Work to be completed:
Using the data below, copy every line that contains the word "sunglasses".
══ Data extracts
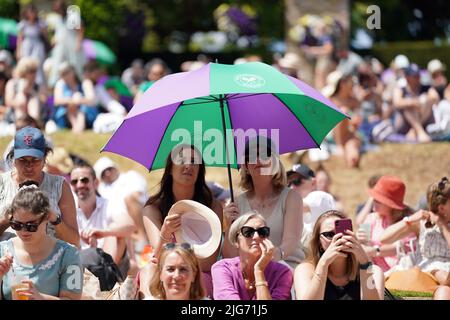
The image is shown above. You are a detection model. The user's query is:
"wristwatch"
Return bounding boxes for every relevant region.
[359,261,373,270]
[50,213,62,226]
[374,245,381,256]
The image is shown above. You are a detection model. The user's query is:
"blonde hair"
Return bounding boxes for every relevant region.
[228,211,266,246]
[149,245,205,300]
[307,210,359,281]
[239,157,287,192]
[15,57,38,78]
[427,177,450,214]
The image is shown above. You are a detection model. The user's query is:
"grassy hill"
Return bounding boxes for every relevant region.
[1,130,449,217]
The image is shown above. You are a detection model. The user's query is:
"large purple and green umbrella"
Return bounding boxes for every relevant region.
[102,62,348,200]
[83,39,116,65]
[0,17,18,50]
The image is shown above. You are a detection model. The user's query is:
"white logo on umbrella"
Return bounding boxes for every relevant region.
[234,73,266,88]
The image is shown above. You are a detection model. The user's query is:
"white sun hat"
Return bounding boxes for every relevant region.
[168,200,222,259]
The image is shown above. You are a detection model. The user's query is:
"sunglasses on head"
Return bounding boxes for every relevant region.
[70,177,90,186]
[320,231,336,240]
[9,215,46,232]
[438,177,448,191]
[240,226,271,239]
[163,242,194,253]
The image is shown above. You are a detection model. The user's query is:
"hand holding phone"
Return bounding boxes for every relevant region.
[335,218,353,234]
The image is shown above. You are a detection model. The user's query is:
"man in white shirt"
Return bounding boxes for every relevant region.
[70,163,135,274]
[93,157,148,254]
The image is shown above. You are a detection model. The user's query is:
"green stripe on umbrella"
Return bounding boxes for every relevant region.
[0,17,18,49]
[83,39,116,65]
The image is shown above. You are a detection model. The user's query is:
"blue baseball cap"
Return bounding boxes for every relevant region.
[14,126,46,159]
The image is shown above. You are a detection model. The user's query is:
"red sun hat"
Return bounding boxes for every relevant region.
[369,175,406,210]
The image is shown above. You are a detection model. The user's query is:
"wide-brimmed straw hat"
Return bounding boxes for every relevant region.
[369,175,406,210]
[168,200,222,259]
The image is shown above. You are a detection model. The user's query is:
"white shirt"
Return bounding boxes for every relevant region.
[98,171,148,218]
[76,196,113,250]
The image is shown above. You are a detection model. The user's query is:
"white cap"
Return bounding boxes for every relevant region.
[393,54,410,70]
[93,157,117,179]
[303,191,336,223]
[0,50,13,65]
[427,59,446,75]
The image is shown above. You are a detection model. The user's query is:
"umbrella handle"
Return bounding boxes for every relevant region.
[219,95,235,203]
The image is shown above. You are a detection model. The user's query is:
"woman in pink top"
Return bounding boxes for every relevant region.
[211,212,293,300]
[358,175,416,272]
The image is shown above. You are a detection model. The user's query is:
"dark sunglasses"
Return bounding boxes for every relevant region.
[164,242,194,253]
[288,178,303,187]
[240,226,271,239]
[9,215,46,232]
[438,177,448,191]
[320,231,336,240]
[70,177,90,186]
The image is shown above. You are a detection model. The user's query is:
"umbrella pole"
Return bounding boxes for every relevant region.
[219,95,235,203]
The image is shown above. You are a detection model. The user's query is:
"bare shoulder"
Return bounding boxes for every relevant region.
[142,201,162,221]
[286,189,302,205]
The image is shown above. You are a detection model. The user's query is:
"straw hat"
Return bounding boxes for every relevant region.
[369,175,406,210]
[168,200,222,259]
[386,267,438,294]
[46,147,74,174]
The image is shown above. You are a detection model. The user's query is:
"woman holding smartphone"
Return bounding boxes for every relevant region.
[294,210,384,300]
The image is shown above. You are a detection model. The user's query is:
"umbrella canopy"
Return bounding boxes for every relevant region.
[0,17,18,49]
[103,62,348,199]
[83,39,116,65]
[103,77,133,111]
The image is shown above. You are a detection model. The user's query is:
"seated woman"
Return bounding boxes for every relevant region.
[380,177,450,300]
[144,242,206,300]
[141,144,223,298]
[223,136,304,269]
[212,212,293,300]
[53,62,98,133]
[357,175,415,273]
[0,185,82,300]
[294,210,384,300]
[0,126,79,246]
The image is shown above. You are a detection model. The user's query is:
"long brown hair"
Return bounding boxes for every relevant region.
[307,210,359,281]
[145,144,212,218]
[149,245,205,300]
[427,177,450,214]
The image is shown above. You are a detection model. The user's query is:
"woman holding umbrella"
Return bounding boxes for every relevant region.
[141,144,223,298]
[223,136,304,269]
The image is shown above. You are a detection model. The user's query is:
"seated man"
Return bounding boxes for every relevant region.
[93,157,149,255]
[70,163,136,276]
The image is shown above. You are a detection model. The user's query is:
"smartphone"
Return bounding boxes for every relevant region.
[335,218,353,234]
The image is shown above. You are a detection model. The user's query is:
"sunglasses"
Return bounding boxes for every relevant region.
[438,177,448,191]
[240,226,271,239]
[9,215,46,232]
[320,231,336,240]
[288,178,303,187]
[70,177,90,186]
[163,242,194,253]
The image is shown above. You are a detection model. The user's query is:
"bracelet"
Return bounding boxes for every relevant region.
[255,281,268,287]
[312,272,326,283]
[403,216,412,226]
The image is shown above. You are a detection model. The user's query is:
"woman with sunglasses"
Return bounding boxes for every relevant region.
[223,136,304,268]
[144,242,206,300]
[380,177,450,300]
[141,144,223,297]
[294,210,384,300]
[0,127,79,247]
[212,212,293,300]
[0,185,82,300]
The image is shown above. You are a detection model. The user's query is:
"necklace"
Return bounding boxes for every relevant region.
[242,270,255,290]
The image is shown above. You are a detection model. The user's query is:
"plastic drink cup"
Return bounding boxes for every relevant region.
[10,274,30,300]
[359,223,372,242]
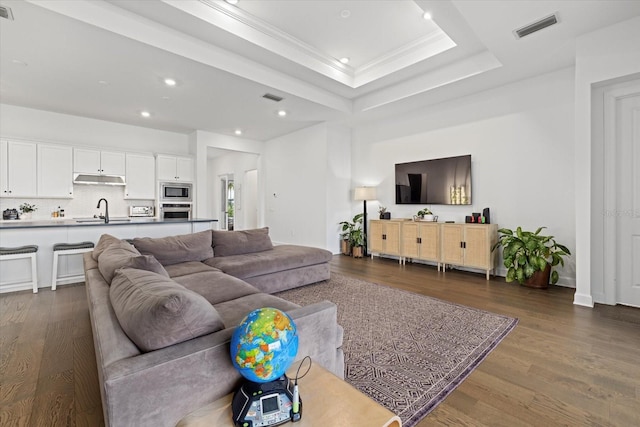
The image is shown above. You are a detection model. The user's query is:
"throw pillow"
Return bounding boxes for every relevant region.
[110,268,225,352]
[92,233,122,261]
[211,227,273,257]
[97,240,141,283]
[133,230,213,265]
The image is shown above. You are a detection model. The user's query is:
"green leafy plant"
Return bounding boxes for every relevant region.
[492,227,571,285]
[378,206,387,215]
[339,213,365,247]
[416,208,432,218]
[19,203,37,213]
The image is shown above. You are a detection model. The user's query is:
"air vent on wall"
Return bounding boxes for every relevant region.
════
Solved exercise:
"sunglasses on head"
"dark sunglasses"
"sunglasses"
"woman with sunglasses"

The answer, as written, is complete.